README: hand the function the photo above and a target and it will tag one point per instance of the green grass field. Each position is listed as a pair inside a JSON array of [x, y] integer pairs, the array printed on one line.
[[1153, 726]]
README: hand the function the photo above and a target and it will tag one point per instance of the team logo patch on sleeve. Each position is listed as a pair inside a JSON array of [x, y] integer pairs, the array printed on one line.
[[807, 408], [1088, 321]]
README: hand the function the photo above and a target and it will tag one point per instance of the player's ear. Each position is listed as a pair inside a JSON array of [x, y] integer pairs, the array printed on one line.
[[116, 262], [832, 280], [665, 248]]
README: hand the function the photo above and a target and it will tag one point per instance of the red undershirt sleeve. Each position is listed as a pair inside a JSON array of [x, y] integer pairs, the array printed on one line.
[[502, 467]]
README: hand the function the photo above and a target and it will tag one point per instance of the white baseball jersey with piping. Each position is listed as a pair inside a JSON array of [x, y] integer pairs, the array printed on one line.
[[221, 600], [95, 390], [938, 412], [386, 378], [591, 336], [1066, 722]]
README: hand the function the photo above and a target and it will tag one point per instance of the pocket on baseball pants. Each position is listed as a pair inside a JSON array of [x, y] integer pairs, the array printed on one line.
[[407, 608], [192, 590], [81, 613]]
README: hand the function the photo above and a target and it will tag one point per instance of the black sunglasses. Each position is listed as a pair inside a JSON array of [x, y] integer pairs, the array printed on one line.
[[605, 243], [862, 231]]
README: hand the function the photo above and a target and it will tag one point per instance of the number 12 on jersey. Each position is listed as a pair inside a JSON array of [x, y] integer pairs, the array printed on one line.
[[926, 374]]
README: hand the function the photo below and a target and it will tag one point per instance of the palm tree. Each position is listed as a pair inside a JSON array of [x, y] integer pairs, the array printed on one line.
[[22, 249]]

▶ _Work to be completed_
Write out the material above again, swapping every "the function" for "the tool" and leaving everything else unchanged.

▶ _The reply_
README: hand the tool the photo above and a target and it will tag one point per instance of the green grass field. Each position is listed as a pair inside a JSON array of [x, y] integer pairs, the array printed on one line.
[[1153, 726]]
README: hand the tool the photo above and a target and it will tag one point per instance of the team logo patch on sleeve. Each position is listed as a pair inside a JSON array of [x, y] integer pairs, the array printed on one line.
[[807, 408], [1088, 321]]
README: hand the tool the photo above and a target and it will tag one point per instance of the player's ear. Each position is listed as a pair inside a JSON array of [x, y] integer pairs, the array printed on one line.
[[116, 262], [832, 280], [665, 248]]
README: hand the tool the photo above and a target and it will tag one point per instance of the red undershirt sleeve. Each position is listed as a pair inside a JSON array of [x, y] integer pairs, the array printed on one line.
[[502, 467]]
README: hand the tool the photo above and a target and it will tag one point per instance of the white baseball jersey with piping. Each position is listed as a pair inside a JSON array of [x, y] integer pairs, the array printed on one line.
[[221, 600], [95, 390], [938, 412], [386, 378], [591, 336], [1066, 722]]
README: hand the tool the photo above and a target and it will tag one point per instance of the pocket on baseball pants. Each position is listed as a pair inside a JSON array of [x, y] integer pairs, the array printed on one line.
[[407, 608], [192, 590], [81, 613]]
README: hand the tool the photo above and a target and it will tag one point per instance of the black sunglasses. Each position is listed as a pair inside a JSON array of [x, y] integer pairs, the array printed on one line.
[[605, 243], [862, 231]]
README: hand the tool the photo above and a target and it will tag one point per instance of the number 12 on jersey. Each position is listed as a pair inside a JSON array of [x, y] integer pairs, the array printed on one line.
[[926, 374]]
README: hand the tool the photo below and a target and it will tag one point per instance of the palm tree. Each position is listed as a pair inside a JSON array of [x, y] integer pairs, the array printed on one line.
[[22, 249]]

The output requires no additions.